● **Dataset**
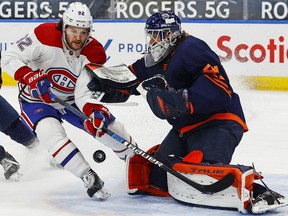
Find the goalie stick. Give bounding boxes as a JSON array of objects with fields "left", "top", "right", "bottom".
[{"left": 49, "top": 92, "right": 234, "bottom": 194}]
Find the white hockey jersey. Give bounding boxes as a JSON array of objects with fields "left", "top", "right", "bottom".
[{"left": 1, "top": 23, "right": 106, "bottom": 110}]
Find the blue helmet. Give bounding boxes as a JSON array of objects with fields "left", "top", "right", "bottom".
[
  {"left": 145, "top": 11, "right": 181, "bottom": 32},
  {"left": 145, "top": 11, "right": 182, "bottom": 67}
]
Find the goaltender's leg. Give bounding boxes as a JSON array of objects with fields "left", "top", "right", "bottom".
[{"left": 150, "top": 121, "right": 243, "bottom": 190}]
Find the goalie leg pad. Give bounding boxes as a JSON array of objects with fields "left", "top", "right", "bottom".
[
  {"left": 127, "top": 145, "right": 170, "bottom": 196},
  {"left": 167, "top": 163, "right": 254, "bottom": 213}
]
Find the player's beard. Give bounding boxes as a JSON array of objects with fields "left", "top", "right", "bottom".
[{"left": 67, "top": 40, "right": 86, "bottom": 51}]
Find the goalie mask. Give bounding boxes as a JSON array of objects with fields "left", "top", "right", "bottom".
[
  {"left": 62, "top": 2, "right": 93, "bottom": 48},
  {"left": 145, "top": 11, "right": 182, "bottom": 67}
]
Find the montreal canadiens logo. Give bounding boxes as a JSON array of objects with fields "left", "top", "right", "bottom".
[{"left": 47, "top": 68, "right": 77, "bottom": 92}]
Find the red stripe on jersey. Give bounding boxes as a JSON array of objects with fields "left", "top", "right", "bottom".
[
  {"left": 52, "top": 140, "right": 71, "bottom": 157},
  {"left": 80, "top": 37, "right": 106, "bottom": 65}
]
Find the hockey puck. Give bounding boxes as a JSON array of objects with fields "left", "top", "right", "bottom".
[{"left": 93, "top": 150, "right": 106, "bottom": 163}]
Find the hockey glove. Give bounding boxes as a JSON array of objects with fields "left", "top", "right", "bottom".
[
  {"left": 23, "top": 70, "right": 52, "bottom": 103},
  {"left": 83, "top": 103, "right": 114, "bottom": 137},
  {"left": 137, "top": 74, "right": 168, "bottom": 99},
  {"left": 147, "top": 88, "right": 193, "bottom": 119}
]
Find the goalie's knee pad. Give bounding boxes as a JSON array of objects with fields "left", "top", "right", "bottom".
[
  {"left": 126, "top": 145, "right": 170, "bottom": 196},
  {"left": 167, "top": 162, "right": 254, "bottom": 213}
]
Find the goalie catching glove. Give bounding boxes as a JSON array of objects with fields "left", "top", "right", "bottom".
[
  {"left": 137, "top": 75, "right": 193, "bottom": 119},
  {"left": 83, "top": 103, "right": 115, "bottom": 137}
]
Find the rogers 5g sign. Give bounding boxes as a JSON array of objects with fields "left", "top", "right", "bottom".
[{"left": 115, "top": 0, "right": 243, "bottom": 19}]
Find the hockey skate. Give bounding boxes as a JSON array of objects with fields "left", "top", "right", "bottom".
[
  {"left": 0, "top": 152, "right": 22, "bottom": 181},
  {"left": 248, "top": 191, "right": 288, "bottom": 214},
  {"left": 81, "top": 169, "right": 111, "bottom": 200}
]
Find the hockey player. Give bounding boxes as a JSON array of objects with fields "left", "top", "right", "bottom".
[
  {"left": 128, "top": 11, "right": 287, "bottom": 213},
  {"left": 2, "top": 2, "right": 132, "bottom": 200},
  {"left": 0, "top": 53, "right": 38, "bottom": 180}
]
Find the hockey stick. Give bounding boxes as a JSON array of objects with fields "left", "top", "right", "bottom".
[{"left": 50, "top": 92, "right": 234, "bottom": 194}]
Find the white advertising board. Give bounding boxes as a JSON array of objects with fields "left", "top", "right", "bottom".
[{"left": 0, "top": 22, "right": 288, "bottom": 82}]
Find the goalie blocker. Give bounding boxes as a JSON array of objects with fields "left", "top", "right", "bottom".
[{"left": 127, "top": 145, "right": 286, "bottom": 213}]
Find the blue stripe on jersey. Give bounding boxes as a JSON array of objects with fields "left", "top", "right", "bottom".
[{"left": 61, "top": 148, "right": 79, "bottom": 167}]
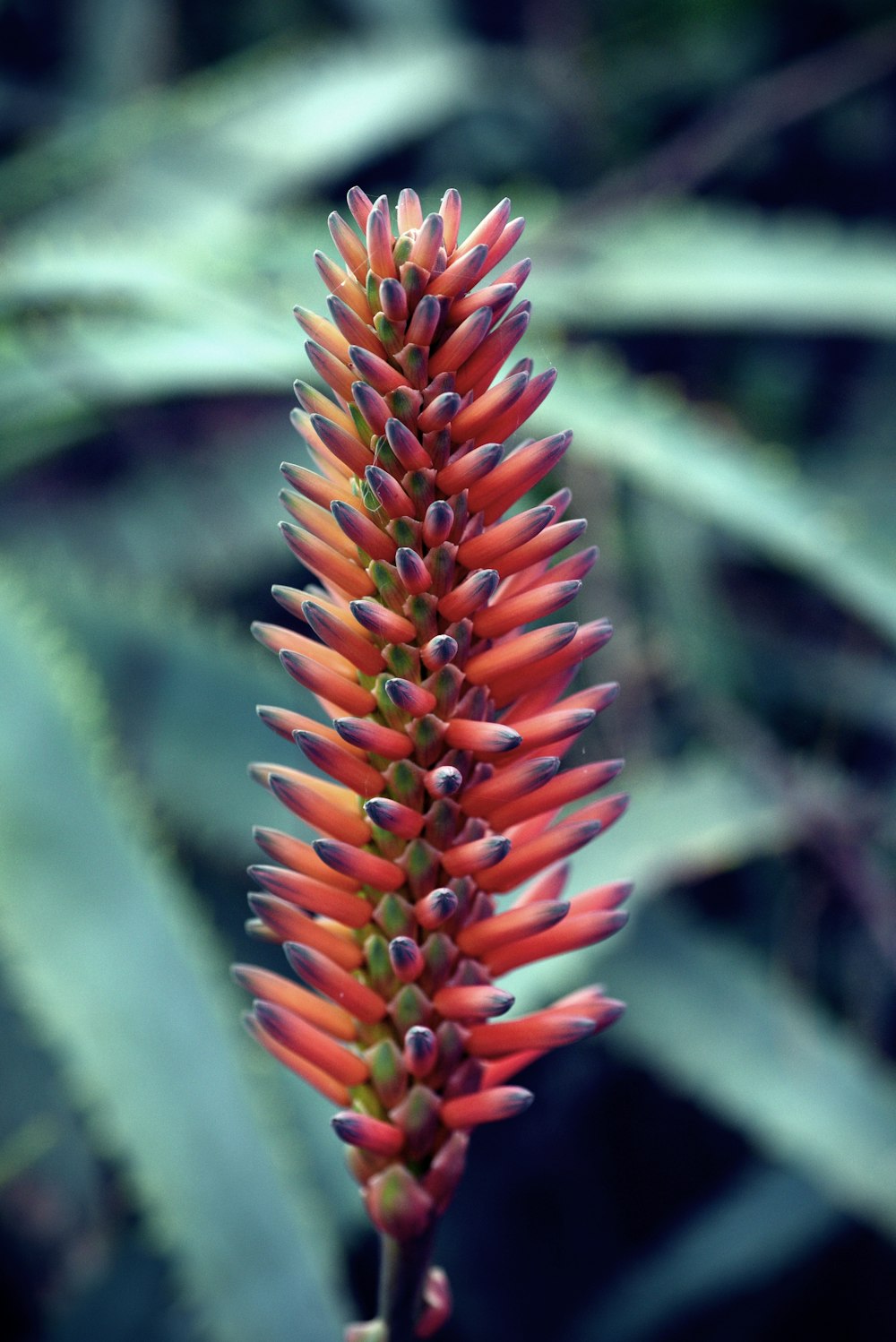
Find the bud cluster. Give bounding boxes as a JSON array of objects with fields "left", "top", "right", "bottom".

● **Required task**
Update every record above by replacing "JSON array" with "JSON list", changing nothing else, and omit the pictures from your answer.

● **Correct answer**
Find the goalie stick. Give bounding boxes as a JSON list of objects with fields "left", "top", "right", "bottom".
[{"left": 49, "top": 92, "right": 234, "bottom": 194}]
Find the white hockey jersey. Give bounding boxes as a JSON list of objects with fields "left", "top", "right", "bottom".
[{"left": 1, "top": 23, "right": 106, "bottom": 110}]
Find the blue helmet. Give bounding boxes as a JSON list of objects with fields "left", "top", "right", "bottom".
[
  {"left": 145, "top": 11, "right": 181, "bottom": 32},
  {"left": 145, "top": 11, "right": 182, "bottom": 67}
]
Find the goaltender's leg. Give bounding boxes as a JSON list of objects with fields "left", "top", "right", "bottom".
[{"left": 150, "top": 121, "right": 243, "bottom": 190}]
Find the goalie leg pad. Give bounding boxes as a JSON list of objects with fields "left", "top", "right", "bottom".
[
  {"left": 127, "top": 145, "right": 170, "bottom": 196},
  {"left": 167, "top": 163, "right": 254, "bottom": 213}
]
Find the player's beard. Give bounding boxes as a JSON list of objects with fields "left", "top", "right", "bottom".
[{"left": 67, "top": 40, "right": 86, "bottom": 51}]
Find the goalie mask. Give bounding boxes as a JSON list of objects with fields "left", "top", "right", "bottom".
[
  {"left": 62, "top": 2, "right": 93, "bottom": 48},
  {"left": 145, "top": 11, "right": 182, "bottom": 67}
]
Find the montreal canadiens logo. Give bounding boxes as a JSON list of objects with fields "left", "top", "right", "bottom".
[{"left": 47, "top": 68, "right": 77, "bottom": 92}]
Find the red stripe on jersey. Give bounding boxes as a JSON list of objects with fields "left", "top", "right", "bottom".
[
  {"left": 52, "top": 140, "right": 71, "bottom": 157},
  {"left": 80, "top": 37, "right": 106, "bottom": 65}
]
Find the hockey puck. Give bounding boxes as a JSON list of objects with fields "left", "top", "right", "bottom".
[{"left": 93, "top": 150, "right": 106, "bottom": 163}]
Find the hockey glove. Give bounding boxes as a JSON list of objects with fields "left", "top", "right", "bottom".
[
  {"left": 23, "top": 70, "right": 52, "bottom": 103},
  {"left": 83, "top": 103, "right": 114, "bottom": 137},
  {"left": 137, "top": 74, "right": 168, "bottom": 99},
  {"left": 147, "top": 88, "right": 193, "bottom": 119}
]
Find the goalie's knee pad. Give bounding boxes as a JSON list of objects with fields "left", "top", "right", "bottom".
[
  {"left": 126, "top": 145, "right": 170, "bottom": 196},
  {"left": 167, "top": 162, "right": 254, "bottom": 213}
]
Find the goalie catching glove. Give bounding boxes as a JSON list of objects with fields "left", "top", "right", "bottom".
[
  {"left": 137, "top": 75, "right": 193, "bottom": 119},
  {"left": 83, "top": 103, "right": 115, "bottom": 137}
]
Find the rogers 5g sign. Give bounding boxes as a JSON list of objects with fields "left", "top", "right", "bottom".
[{"left": 115, "top": 0, "right": 243, "bottom": 19}]
Find the hockey skate. Give bounding boxes as a JSON list of objects with fields "left", "top", "right", "bottom".
[
  {"left": 0, "top": 152, "right": 22, "bottom": 181},
  {"left": 248, "top": 191, "right": 288, "bottom": 214},
  {"left": 81, "top": 169, "right": 111, "bottom": 200}
]
Find the hockey player. Give bounding boxes as a JSON list of objects with fields "left", "top", "right", "bottom".
[
  {"left": 128, "top": 11, "right": 287, "bottom": 213},
  {"left": 2, "top": 2, "right": 132, "bottom": 200},
  {"left": 0, "top": 53, "right": 38, "bottom": 180}
]
Find the hockey stick. Give bounding boxes as a JSON list of objects with fields "left", "top", "right", "bottom".
[{"left": 50, "top": 92, "right": 234, "bottom": 194}]
Find the white advertising board. Give bounding boxes as a JSON list of objects with fields "left", "top", "right", "bottom".
[{"left": 0, "top": 22, "right": 288, "bottom": 82}]
Find the goalie blocker. Give bounding boxes as a JSON list of objects with fields "left", "top", "right", "bottom".
[{"left": 127, "top": 145, "right": 286, "bottom": 213}]
Find the blue stripe on jersey. Give bounding boxes as a JSON list of objects with fields "left", "top", "right", "bottom".
[{"left": 61, "top": 148, "right": 79, "bottom": 167}]
Find the bud cluster. Give bounding boxes as a JSON list of objects with fields "left", "top", "right", "bottom".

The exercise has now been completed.